─── SOURCE EXTRACT ───
Russia has taken a major step toward fuller integration with China’s financial system by issuing its first sovereign bonds denominated in Chinese renminbi, raising nearly $3 billion in a transaction that both sides hailed as a milestone in their rapidly expanding economic partnership. The information comes from the Financial Times and the Russian media.
The Russian Finance Ministry placed 20 billion renminbi (approximately $2.8 billion) in offshore “dim sum” bonds last week: 12 billion renminbi maturing in 2029 at a 6 percent yield and 8 billion renminbi due in 2033 yielding 7 percent. More than half the issue was purchased by banks that have built substantial renminbi positions through the explosive growth in Russia-China trade finance.
“We have succeeded in creating a liquid sovereign benchmark that will serve as a pricing guide for corporate borrowers and will contribute to the deepening of bilateral cooperation between Russia and China in the financial sector,” Russia’s Finance Minister Anton O. Siluanov said in a statement celebrating the placement.
The sale is the largest renminbi sovereign bond offering anywhere in the world this year and marks a concrete advance in Beijing’s long-standing goal of increasing the international role of the yuan.
─── RECORDS SUPPLIED ───
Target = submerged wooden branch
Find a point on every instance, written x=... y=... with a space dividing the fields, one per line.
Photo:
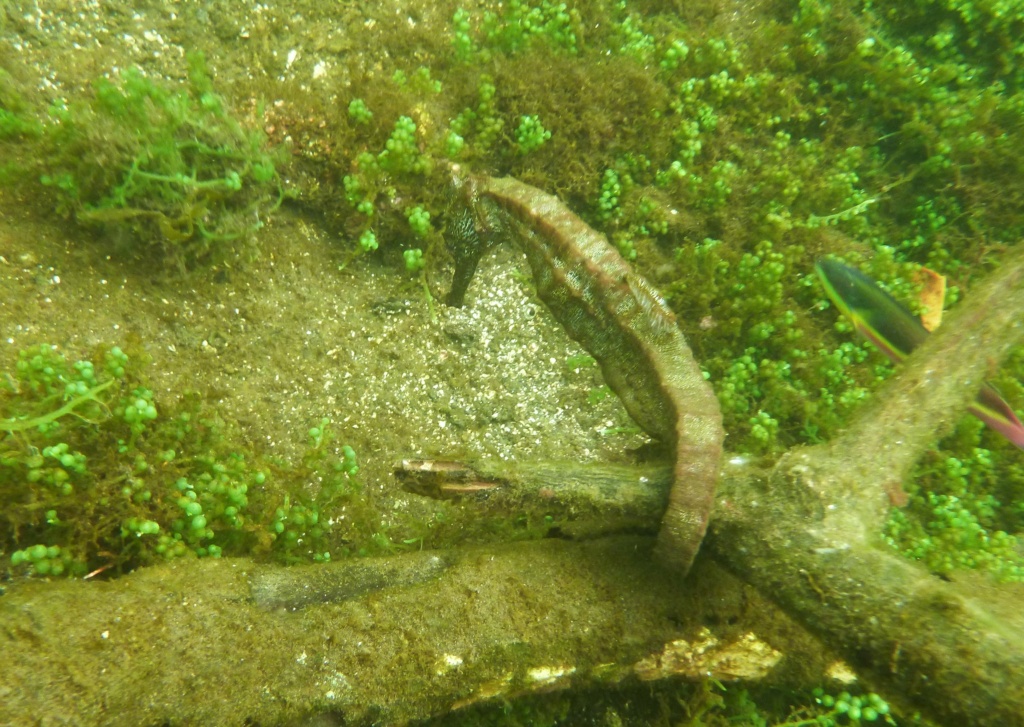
x=230 y=642
x=931 y=390
x=400 y=639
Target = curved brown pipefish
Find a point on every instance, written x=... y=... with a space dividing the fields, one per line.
x=617 y=317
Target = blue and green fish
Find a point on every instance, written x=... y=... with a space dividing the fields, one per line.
x=890 y=326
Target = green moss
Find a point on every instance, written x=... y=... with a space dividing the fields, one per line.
x=118 y=480
x=170 y=164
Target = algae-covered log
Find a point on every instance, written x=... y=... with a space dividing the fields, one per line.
x=418 y=637
x=227 y=642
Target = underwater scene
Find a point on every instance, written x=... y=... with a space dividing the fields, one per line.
x=599 y=362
───
- **WORK INSTRUCTIONS**:
[a] Rewrite the paragraph of the article on Russia's renminbi bonds that begins "The Russian Finance Ministry placed" as a short bulleted list, keeping its main facts.
[b] List every amount of money stated in the article on Russia's renminbi bonds.
[c] Please set down, word for word, the passage of the article on Russia's renminbi bonds from "Russia has taken" up to and including "Russia-China trade finance.".
The listing isn't needed for any of the work here.

- **ANSWERS FOR THE TASKS**:
[a]
- The Russian Finance Ministry sold 20 billion renminbi (about $2.8 billion) in offshore "dim sum" bonds last week.
- 12 billion renminbi mature in 2029 at a 6 percent yield.
- 8 billion renminbi are due in 2033 at a 7 percent yield.
- Over half the issue went to banks that built large renminbi positions through fast-growing Russia-China trade finance.

[b]
- nearly $3 billion
- 20 billion renminbi
- approximately $2.8 billion
- 12 billion renminbi
- 8 billion renminbi

[c]
Russia has taken a major step toward fuller integration with China’s financial system by issuing its first sovereign bonds denominated in Chinese renminbi, raising nearly $3 billion in a transaction that both sides hailed as a milestone in their rapidly expanding economic partnership. The information comes from the Financial Times and the Russian media.
The Russian Finance Ministry placed 20 billion renminbi (approximately $2.8 billion) in offshore “dim sum” bonds last week: 12 billion renminbi maturing in 2029 at a 6 percent yield and 8 billion renminbi due in 2033 yielding 7 percent. More than half the issue was purchased by banks that have built substantial renminbi positions through the explosive growth in Russia-China trade finance.